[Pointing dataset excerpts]

begin

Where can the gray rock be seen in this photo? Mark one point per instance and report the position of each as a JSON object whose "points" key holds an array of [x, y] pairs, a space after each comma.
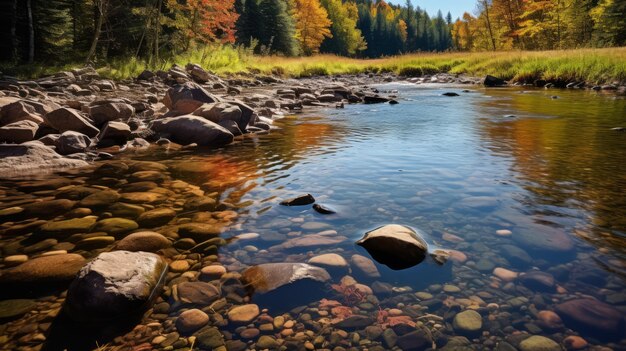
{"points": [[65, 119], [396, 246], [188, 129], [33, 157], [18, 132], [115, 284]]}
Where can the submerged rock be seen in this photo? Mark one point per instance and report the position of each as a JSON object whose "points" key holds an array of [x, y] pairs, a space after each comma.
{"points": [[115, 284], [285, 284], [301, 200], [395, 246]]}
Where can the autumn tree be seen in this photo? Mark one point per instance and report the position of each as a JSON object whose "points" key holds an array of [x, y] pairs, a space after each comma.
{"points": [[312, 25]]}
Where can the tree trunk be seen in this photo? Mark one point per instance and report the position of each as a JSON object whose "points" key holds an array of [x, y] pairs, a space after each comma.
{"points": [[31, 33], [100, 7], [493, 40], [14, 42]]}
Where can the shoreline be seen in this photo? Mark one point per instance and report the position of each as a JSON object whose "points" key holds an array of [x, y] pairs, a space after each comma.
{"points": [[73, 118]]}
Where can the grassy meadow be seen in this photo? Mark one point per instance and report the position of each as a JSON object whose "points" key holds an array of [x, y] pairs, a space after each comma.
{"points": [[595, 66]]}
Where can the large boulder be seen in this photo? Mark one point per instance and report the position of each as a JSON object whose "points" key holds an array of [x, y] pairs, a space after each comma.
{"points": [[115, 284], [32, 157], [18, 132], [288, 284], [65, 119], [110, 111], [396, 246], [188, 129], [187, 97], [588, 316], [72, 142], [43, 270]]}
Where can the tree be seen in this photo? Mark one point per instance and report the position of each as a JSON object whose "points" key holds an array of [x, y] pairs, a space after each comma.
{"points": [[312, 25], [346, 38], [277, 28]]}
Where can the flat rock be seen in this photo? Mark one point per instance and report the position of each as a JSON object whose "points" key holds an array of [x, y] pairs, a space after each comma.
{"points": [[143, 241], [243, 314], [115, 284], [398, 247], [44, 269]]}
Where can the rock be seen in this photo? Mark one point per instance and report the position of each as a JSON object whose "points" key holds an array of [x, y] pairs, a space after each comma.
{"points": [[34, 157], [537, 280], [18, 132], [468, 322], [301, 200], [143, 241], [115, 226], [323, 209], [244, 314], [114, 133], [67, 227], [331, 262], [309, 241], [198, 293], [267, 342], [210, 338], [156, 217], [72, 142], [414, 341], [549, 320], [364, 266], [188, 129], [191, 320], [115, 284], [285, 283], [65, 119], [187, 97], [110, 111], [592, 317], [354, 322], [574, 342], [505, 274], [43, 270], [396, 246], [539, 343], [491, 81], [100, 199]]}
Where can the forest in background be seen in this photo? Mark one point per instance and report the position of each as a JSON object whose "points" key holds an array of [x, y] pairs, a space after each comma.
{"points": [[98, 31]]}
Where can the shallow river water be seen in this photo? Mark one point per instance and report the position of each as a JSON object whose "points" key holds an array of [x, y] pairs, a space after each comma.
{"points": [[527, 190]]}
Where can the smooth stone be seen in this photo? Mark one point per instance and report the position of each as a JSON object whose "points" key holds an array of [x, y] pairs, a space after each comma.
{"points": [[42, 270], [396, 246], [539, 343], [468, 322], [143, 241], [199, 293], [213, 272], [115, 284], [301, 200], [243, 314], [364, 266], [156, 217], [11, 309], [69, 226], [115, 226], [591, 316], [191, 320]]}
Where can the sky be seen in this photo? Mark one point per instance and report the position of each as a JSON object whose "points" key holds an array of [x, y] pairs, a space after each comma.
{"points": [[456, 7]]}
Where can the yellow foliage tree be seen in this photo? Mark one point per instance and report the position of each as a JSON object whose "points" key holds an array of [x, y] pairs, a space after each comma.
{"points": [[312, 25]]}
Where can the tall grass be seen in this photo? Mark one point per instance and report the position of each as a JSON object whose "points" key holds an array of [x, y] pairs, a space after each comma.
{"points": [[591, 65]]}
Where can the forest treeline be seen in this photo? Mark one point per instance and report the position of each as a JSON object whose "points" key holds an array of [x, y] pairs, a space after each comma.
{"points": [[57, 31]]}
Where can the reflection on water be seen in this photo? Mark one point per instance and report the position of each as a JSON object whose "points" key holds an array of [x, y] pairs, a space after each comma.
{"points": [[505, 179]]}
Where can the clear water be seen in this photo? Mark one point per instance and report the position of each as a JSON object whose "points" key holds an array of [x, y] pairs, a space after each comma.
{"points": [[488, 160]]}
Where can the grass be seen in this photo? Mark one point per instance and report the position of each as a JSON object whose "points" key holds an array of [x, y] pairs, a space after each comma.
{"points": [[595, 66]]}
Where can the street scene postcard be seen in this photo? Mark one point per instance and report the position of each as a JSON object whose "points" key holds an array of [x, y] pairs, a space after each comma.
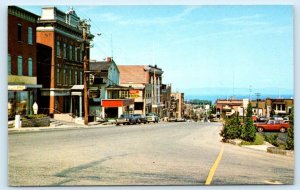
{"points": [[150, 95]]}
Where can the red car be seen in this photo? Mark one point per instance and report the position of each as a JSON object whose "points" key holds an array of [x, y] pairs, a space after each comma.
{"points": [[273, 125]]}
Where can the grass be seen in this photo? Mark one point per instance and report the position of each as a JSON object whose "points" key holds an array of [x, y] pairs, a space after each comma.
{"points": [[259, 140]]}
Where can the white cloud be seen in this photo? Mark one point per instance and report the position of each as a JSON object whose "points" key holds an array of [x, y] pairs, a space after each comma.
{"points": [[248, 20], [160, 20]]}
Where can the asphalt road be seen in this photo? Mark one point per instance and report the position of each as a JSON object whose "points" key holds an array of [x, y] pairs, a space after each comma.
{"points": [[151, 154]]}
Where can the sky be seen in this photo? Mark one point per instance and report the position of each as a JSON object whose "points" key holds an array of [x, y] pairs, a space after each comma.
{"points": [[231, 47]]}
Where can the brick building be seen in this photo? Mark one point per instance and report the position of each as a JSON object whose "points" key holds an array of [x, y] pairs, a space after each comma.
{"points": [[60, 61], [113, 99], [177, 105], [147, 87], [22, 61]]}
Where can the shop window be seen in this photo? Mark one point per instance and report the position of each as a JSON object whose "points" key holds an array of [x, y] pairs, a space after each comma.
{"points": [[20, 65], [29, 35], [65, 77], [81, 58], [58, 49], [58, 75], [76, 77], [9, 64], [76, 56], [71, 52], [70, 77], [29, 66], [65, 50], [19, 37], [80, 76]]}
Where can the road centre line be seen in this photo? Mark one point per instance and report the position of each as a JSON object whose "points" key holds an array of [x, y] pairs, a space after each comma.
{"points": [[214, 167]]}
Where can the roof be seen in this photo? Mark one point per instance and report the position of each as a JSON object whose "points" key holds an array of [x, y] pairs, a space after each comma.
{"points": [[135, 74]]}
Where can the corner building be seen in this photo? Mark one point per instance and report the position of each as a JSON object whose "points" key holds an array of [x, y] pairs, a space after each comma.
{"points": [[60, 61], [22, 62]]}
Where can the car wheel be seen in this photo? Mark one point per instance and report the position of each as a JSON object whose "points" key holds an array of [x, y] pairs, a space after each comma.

end

--- TASK TO COMPLETE ---
Reproduce the stretch of records from the line containing "Where can the road" through the end of the records, requests included, and offset every coordinate value in the answers by adding 19 to it.

--- SOLUTION FOR THIS PROBLEM ---
Where can the road centre line be seen in this photo? Mark one point per instance and report the position of each as a JSON object whose "points" key holds an array of [x, y] pairs, a space after each comma.
{"points": [[233, 186]]}
Where can the roof be seen in this photo? Mark one point per instance and report the position of each as a JSON object whose "points" key holds an array of [x, y] pairs, a space after each comma.
{"points": [[154, 93]]}
Where can the corner building be seen in this photo? Mark one point per instance and report the position of each as a JSON object whose "points" key holds an array of [x, y] pairs, a space after each comma.
{"points": [[79, 80], [41, 81]]}
Where can the car wheel be seen in this photo? Mark one point per instance and report the position of each as a JSON object whose "points" key holds an array of [x, y] pairs, a space after each comma.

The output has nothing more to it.